Genotype and phenotype, though perhaps sounding a little like cartoon siblings, are both central concepts in basic genetics. They are related in the same fundamental way as "blueprint" and "building" or "recipe" and "meal": An organism's genotype supplies specific instructions to carry out an assembly job of some sort, whereas its phenotype represent the visible, tangible results of that assembly job.
To understand how the genotypes and phenotypes of human traits are related, a basic overview of inheritance patterns at the molecular level is in order.
Any complete trip though the world of modern genetics starts with Gregor Mendel, the monk whose painstaking experiments with breeding pea plants in the 19th century paved the way for the understanding of the discipline even before anyone knew what DNA or genes even were. Mendel bred plants with different phenotypes each other until only plants that looked identical with respect to specific traits were produced – for example, he created a "family" of plants that all had yellow round pods, and a different "family" that all had green wrinkled pods. He assumed that phenotypically identical plants in these families must have had the same molecular composition with respect their genetic material.

**WHAT YOU WILL DO:**
[A] In the passage on genotype and phenotype, what kind of plants did Gregor Mendel breed in his experiments?
[B] Write the next part of the passage on genotype and phenotype, continuing from its final sentence.

Natural-language object grounding data

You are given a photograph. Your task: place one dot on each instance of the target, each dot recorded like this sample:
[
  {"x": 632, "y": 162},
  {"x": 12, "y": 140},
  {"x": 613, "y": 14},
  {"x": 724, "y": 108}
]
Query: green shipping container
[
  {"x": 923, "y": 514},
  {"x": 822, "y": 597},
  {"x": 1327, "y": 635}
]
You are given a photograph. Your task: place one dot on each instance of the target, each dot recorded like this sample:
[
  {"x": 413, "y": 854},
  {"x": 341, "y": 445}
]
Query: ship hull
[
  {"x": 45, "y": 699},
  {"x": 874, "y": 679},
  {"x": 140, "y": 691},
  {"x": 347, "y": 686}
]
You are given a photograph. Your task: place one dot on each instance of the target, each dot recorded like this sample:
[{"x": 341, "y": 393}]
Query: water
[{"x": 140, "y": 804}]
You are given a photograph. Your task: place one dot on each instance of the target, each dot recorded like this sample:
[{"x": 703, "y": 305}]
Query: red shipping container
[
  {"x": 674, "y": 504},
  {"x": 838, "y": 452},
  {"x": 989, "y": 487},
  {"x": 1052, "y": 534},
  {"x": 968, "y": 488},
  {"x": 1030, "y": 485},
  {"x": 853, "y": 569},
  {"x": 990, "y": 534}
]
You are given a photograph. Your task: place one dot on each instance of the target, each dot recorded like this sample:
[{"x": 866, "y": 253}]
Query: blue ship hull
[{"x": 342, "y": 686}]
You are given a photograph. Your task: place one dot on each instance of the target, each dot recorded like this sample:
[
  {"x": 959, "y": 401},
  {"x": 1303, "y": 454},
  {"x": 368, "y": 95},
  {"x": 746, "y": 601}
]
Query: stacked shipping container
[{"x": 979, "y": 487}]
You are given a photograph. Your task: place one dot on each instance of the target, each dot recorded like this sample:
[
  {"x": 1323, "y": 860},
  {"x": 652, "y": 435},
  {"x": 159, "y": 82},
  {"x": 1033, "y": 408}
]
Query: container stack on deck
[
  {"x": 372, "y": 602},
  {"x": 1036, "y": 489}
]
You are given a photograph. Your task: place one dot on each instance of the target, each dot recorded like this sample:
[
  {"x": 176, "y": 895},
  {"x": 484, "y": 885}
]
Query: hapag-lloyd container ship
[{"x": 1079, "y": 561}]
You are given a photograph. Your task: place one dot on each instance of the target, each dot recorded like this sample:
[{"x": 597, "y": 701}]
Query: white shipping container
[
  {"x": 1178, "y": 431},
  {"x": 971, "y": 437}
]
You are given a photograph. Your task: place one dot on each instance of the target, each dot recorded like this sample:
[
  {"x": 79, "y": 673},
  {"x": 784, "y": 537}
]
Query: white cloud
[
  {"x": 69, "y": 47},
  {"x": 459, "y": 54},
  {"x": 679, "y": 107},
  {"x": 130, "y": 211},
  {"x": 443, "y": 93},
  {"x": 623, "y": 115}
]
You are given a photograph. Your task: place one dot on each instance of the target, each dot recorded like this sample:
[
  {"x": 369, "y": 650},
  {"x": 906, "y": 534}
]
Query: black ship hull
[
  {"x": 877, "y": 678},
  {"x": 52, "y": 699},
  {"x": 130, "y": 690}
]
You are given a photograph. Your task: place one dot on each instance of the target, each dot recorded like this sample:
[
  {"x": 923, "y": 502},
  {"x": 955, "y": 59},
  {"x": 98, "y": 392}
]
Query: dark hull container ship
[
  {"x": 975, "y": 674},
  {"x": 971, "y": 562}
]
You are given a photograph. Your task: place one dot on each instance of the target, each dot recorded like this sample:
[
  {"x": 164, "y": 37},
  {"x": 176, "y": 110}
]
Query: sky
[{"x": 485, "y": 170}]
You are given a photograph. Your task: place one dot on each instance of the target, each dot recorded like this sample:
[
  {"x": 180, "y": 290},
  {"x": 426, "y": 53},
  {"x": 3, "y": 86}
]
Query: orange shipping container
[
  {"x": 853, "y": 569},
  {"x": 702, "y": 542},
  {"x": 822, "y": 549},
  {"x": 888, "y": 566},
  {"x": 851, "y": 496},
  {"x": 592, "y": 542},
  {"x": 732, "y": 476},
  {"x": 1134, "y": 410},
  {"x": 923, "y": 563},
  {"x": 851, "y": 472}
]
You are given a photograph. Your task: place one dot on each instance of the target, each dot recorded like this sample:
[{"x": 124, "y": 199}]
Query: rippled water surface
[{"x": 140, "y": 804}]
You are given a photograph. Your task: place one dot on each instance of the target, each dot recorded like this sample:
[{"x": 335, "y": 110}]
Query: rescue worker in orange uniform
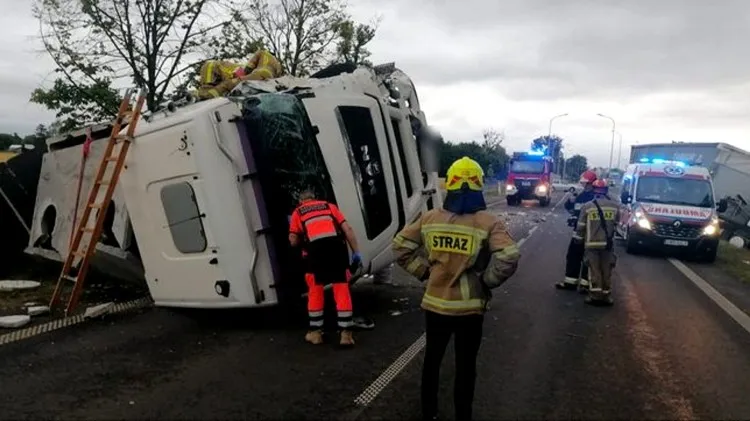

**ANSWER LIST:**
[A] Pea plants.

[B]
When he mated these lines of plants with each other, he noticed that some traits were more prevalent than others after several generations, and that no blending of certain traits would occur. Mendel realized that some traits would mask the presence of others but not obliterate them because they could emerge in subsequent generations, and that this had to do with variants of the material that produced a given trait (e.g., tall vs. short plants) known today as alleles. Each parent carried two copies of a given allele for each trait: Both could be dominant or both could be recessive, or one of each might be present. This genotype would determine the plant's phenotype.
Genotype and Phenotype Examples
To represent dominant and recessive alleles symbolically, and thus create a system for linking phenotypes and genotypes, geneticists assign alleles for a given trait a letter, with the dominant allele represented by a capital letter and the recessive allele given a lowercase letter. So if tall pea plants proved to be dominant over short plants, the letter "T" could represent the allele for tallness and "t" the allele for shortness. Each plant has two alleles for the trait of height, one from each parent plant; if a single "T" is present, the plant will grow tall, but two "t" alleles must be present for the plant to remain short.
Thus the four possible genotypes for this plant are TT, tT, Tt and tt; the phenotype for the first three is "tall," while the phenotype for the last combination is "short." Importantly, as you can see, certain tall plants can contribute to shortness in later generations by passing along a "t" allele that has been masked in the case of its own life by a "T" allele. Phenotypes and genotypes of human traits work in the same essential way.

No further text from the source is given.